*Task goal*. Every record that follows should be copied exactly. No picture belongs in the copy.

*Exercise material*.
- Opening Delimiter -
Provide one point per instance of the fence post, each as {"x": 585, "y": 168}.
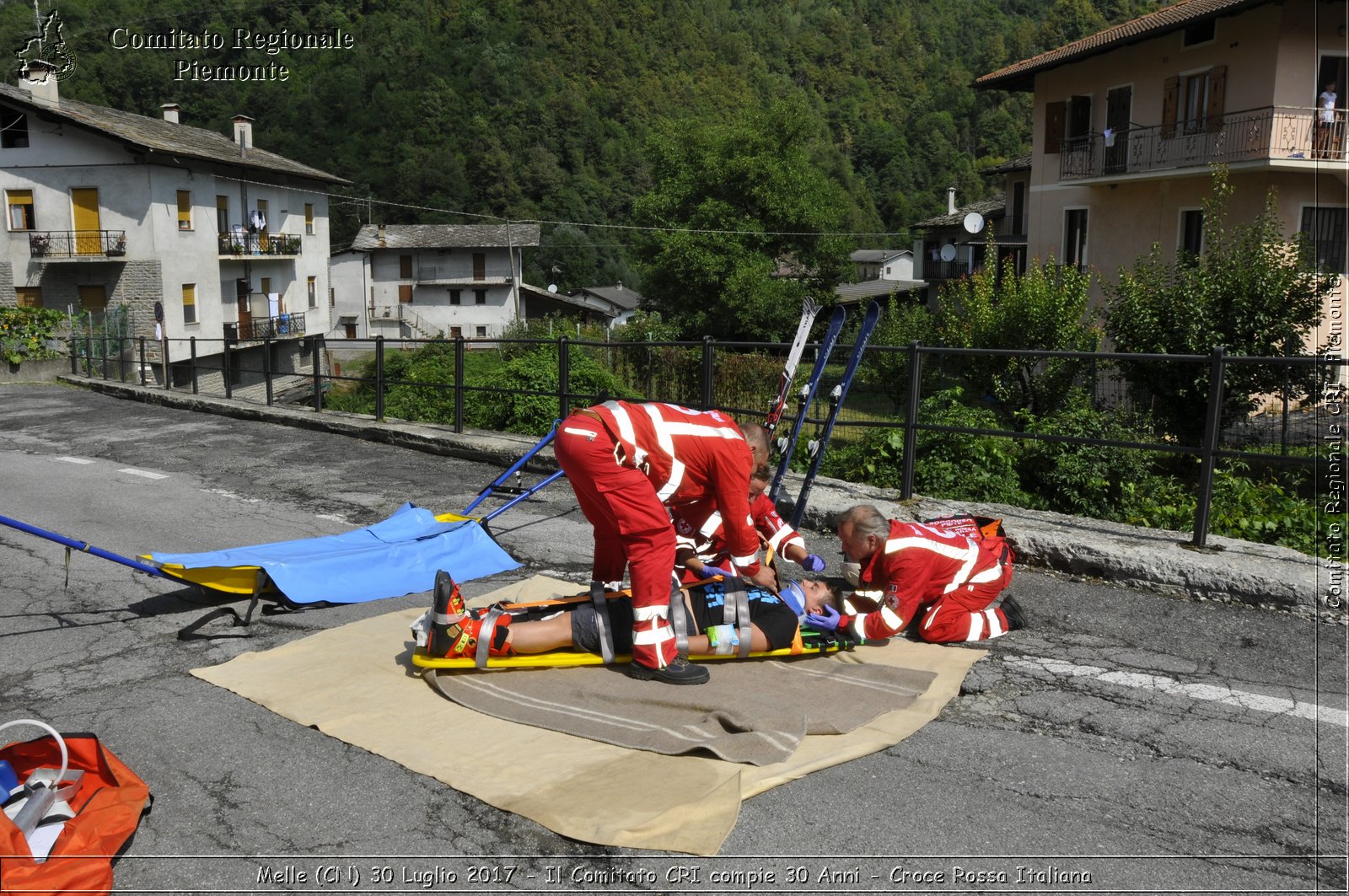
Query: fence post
{"x": 319, "y": 373}
{"x": 379, "y": 378}
{"x": 911, "y": 421}
{"x": 266, "y": 368}
{"x": 226, "y": 368}
{"x": 459, "y": 384}
{"x": 1212, "y": 432}
{"x": 564, "y": 378}
{"x": 707, "y": 372}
- Closing Delimiter -
*Answer box*.
Provide one point per instance of the fence post, each as {"x": 585, "y": 168}.
Query: fence post
{"x": 319, "y": 373}
{"x": 379, "y": 378}
{"x": 911, "y": 421}
{"x": 266, "y": 368}
{"x": 226, "y": 368}
{"x": 459, "y": 384}
{"x": 1212, "y": 432}
{"x": 564, "y": 378}
{"x": 707, "y": 372}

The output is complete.